_What to produce_:
Without the pictures, reproduce the records that follow exactly.

• • • • •

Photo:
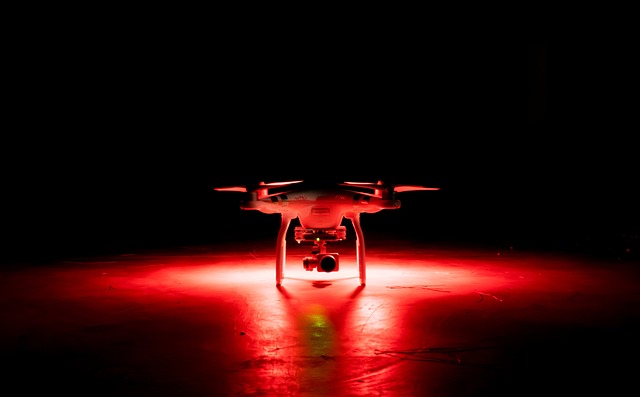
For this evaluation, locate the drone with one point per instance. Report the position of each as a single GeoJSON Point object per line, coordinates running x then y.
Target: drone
{"type": "Point", "coordinates": [320, 210]}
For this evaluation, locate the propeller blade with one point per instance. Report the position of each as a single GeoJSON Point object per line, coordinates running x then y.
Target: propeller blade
{"type": "Point", "coordinates": [409, 188]}
{"type": "Point", "coordinates": [231, 189]}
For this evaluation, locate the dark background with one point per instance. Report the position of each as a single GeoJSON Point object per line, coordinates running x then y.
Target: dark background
{"type": "Point", "coordinates": [118, 138]}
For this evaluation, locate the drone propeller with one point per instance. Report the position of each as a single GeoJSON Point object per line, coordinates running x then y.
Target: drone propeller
{"type": "Point", "coordinates": [261, 189]}
{"type": "Point", "coordinates": [381, 189]}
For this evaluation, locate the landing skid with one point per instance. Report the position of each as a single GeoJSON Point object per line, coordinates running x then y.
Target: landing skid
{"type": "Point", "coordinates": [281, 247]}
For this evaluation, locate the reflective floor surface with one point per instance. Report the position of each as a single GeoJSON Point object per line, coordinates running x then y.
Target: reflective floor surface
{"type": "Point", "coordinates": [433, 320]}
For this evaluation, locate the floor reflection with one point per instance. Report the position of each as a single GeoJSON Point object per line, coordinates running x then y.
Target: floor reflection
{"type": "Point", "coordinates": [437, 321]}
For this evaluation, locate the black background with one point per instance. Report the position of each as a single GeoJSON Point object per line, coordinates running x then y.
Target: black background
{"type": "Point", "coordinates": [118, 136]}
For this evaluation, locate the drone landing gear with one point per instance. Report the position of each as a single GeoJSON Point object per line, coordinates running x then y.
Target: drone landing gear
{"type": "Point", "coordinates": [320, 259]}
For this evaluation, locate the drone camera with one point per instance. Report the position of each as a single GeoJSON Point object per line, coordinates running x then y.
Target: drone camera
{"type": "Point", "coordinates": [322, 262]}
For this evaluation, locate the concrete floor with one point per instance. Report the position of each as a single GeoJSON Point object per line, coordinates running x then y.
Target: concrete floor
{"type": "Point", "coordinates": [433, 320]}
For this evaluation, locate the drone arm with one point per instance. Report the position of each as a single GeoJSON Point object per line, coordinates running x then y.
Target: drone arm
{"type": "Point", "coordinates": [360, 258]}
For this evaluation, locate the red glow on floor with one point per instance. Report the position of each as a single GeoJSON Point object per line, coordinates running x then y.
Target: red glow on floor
{"type": "Point", "coordinates": [204, 320]}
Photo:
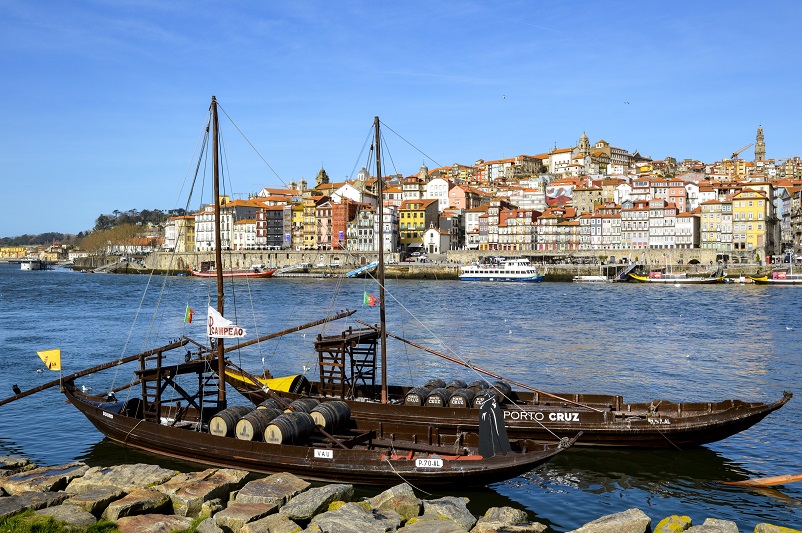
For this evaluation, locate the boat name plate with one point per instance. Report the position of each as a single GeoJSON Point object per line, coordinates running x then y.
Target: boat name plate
{"type": "Point", "coordinates": [429, 463]}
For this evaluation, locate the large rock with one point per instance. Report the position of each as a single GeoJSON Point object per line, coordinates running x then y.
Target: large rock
{"type": "Point", "coordinates": [276, 489]}
{"type": "Point", "coordinates": [452, 508]}
{"type": "Point", "coordinates": [96, 499]}
{"type": "Point", "coordinates": [14, 464]}
{"type": "Point", "coordinates": [629, 521]}
{"type": "Point", "coordinates": [714, 525]}
{"type": "Point", "coordinates": [236, 515]}
{"type": "Point", "coordinates": [123, 477]}
{"type": "Point", "coordinates": [314, 501]}
{"type": "Point", "coordinates": [275, 523]}
{"type": "Point", "coordinates": [507, 519]}
{"type": "Point", "coordinates": [400, 499]}
{"type": "Point", "coordinates": [46, 478]}
{"type": "Point", "coordinates": [432, 524]}
{"type": "Point", "coordinates": [153, 523]}
{"type": "Point", "coordinates": [770, 528]}
{"type": "Point", "coordinates": [11, 505]}
{"type": "Point", "coordinates": [356, 518]}
{"type": "Point", "coordinates": [189, 491]}
{"type": "Point", "coordinates": [673, 524]}
{"type": "Point", "coordinates": [139, 501]}
{"type": "Point", "coordinates": [71, 514]}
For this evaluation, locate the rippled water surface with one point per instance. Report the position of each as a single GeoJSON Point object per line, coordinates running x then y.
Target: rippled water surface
{"type": "Point", "coordinates": [644, 342]}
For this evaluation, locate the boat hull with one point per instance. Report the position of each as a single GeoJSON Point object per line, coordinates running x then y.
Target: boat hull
{"type": "Point", "coordinates": [235, 274]}
{"type": "Point", "coordinates": [364, 466]}
{"type": "Point", "coordinates": [604, 420]}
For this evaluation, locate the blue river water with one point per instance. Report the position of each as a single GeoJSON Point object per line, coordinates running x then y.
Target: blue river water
{"type": "Point", "coordinates": [679, 343]}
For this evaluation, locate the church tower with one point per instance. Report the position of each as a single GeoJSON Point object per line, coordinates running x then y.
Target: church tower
{"type": "Point", "coordinates": [322, 178]}
{"type": "Point", "coordinates": [760, 145]}
{"type": "Point", "coordinates": [584, 145]}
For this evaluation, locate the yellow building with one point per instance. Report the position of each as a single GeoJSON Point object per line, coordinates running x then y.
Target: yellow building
{"type": "Point", "coordinates": [750, 210]}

• • • • •

_Solution_:
Photo:
For this evaluation, locate the drone with one point per instance. Report the position of each as a single GeoJSON Point object per line, coordinates running x then y.
Target: drone
{"type": "Point", "coordinates": [320, 210]}
For this evaluation, locate the propeller blade with one point per instance. Report the position of each as a single GeoJSON Point object per line, coordinates running x then y.
Target: propeller blade
{"type": "Point", "coordinates": [409, 188]}
{"type": "Point", "coordinates": [231, 189]}
For this evaluation, locate the dark background with one point per instance. Report the position of each as a single GeoJSON Point object per line, coordinates running x then y.
Target: dark background
{"type": "Point", "coordinates": [118, 138]}
For this evaluation, locate the drone propeller with one point per instance. Report the position of each as a single GeoJSON Point object per line, coordinates running x then y.
Target: drone propeller
{"type": "Point", "coordinates": [261, 189]}
{"type": "Point", "coordinates": [381, 189]}
For this evaluation, locate the landing skid with one point per instance. Report the position of each as a single GeoJSON Point object per line, coordinates running x then y.
Target: landing skid
{"type": "Point", "coordinates": [281, 247]}
For this evaluation, locate the reflective floor surface with one point per instance. Report the position of each as a single GeoJSON Point object per line, coordinates running x then y.
Target: reflective floor surface
{"type": "Point", "coordinates": [433, 320]}
For this evaluation, locate the floor reflection with one point per instance. Report the position of each as a single GeoJSON Point object per line, coordinates running x then y.
Target: floor reflection
{"type": "Point", "coordinates": [437, 321]}
For this evaluation, locate the black background with one point per instance. Report the position of each as a single GeoJSON Point object per line, coordinates running x then y.
Target: black background
{"type": "Point", "coordinates": [118, 136]}
For this evaluation, locate the drone landing gear with one point per instance. Report the position of each as a single GeoJSON Point object per line, coordinates running x then y.
Target: drone landing gear
{"type": "Point", "coordinates": [320, 259]}
For this evaluation, locate the drone camera with one point per instance. Report the position of each as a single GeoJSON Point object per line, coordinates running x then y.
Target: drone camera
{"type": "Point", "coordinates": [322, 262]}
For this evaluation, locate the concrete floor with one point per instance. Report the position of each as a single GeoJSON Point object per line, coordinates running x then y.
Target: concrete floor
{"type": "Point", "coordinates": [433, 320]}
For this evaluation, locate the drone arm with one point per instance. Report the position of each as a single GeoJSON Point object per line, coordinates running x then y.
Target: drone arm
{"type": "Point", "coordinates": [360, 258]}
For this evaluation, locate the red glow on floor with one point per instance. Report the position of each as a single GeoJSON Point object per line, coordinates running x then y.
Target: red glow on floor
{"type": "Point", "coordinates": [204, 320]}
Photo:
For this evaluation, locate the boat name plate with one point per instance. Report the position of each as a single GeoJSON Point object per line, coordinates running x then y.
Target: boat name plate
{"type": "Point", "coordinates": [429, 463]}
For this evaluation, locate the large rock with one point per instance. Report the position of each as a single GeoJSON Point object per line, coordinates running x then y.
Target: large rock
{"type": "Point", "coordinates": [276, 489]}
{"type": "Point", "coordinates": [452, 508]}
{"type": "Point", "coordinates": [96, 499]}
{"type": "Point", "coordinates": [14, 464]}
{"type": "Point", "coordinates": [629, 521]}
{"type": "Point", "coordinates": [714, 525]}
{"type": "Point", "coordinates": [236, 515]}
{"type": "Point", "coordinates": [123, 477]}
{"type": "Point", "coordinates": [314, 501]}
{"type": "Point", "coordinates": [275, 523]}
{"type": "Point", "coordinates": [507, 519]}
{"type": "Point", "coordinates": [400, 499]}
{"type": "Point", "coordinates": [46, 478]}
{"type": "Point", "coordinates": [432, 524]}
{"type": "Point", "coordinates": [153, 523]}
{"type": "Point", "coordinates": [770, 528]}
{"type": "Point", "coordinates": [11, 505]}
{"type": "Point", "coordinates": [356, 518]}
{"type": "Point", "coordinates": [189, 491]}
{"type": "Point", "coordinates": [673, 524]}
{"type": "Point", "coordinates": [139, 501]}
{"type": "Point", "coordinates": [71, 514]}
For this evaluation, locate the rippled water surface with one point per instance. Report the position of each as a single GeoJSON Point object per line, coordinates running x then y.
Target: rippled water surface
{"type": "Point", "coordinates": [644, 342]}
For this evaluation, locate the boat hull with one point per instance. Report the position of each as a single GeoJSON Point object per line, coordinates running x then y.
Target: boat hull
{"type": "Point", "coordinates": [235, 274]}
{"type": "Point", "coordinates": [364, 466]}
{"type": "Point", "coordinates": [604, 420]}
For this evaluation, locate the blue river water with one point per instance. Report the position of each as a single GeoJSON Point object per line, coordinates running x then y.
Target: blue river water
{"type": "Point", "coordinates": [679, 343]}
For this evaluation, locate the church tower with one point per instance. Report the position of each as a single GeoJSON Point object per line, coordinates running x then y.
Target: church tower
{"type": "Point", "coordinates": [322, 178]}
{"type": "Point", "coordinates": [760, 145]}
{"type": "Point", "coordinates": [584, 145]}
For this evaluation, locate the yellow building with one point per instance. Report the position of each as a single GeoJSON Point object per line, coordinates running x then y.
Target: yellow building
{"type": "Point", "coordinates": [750, 210]}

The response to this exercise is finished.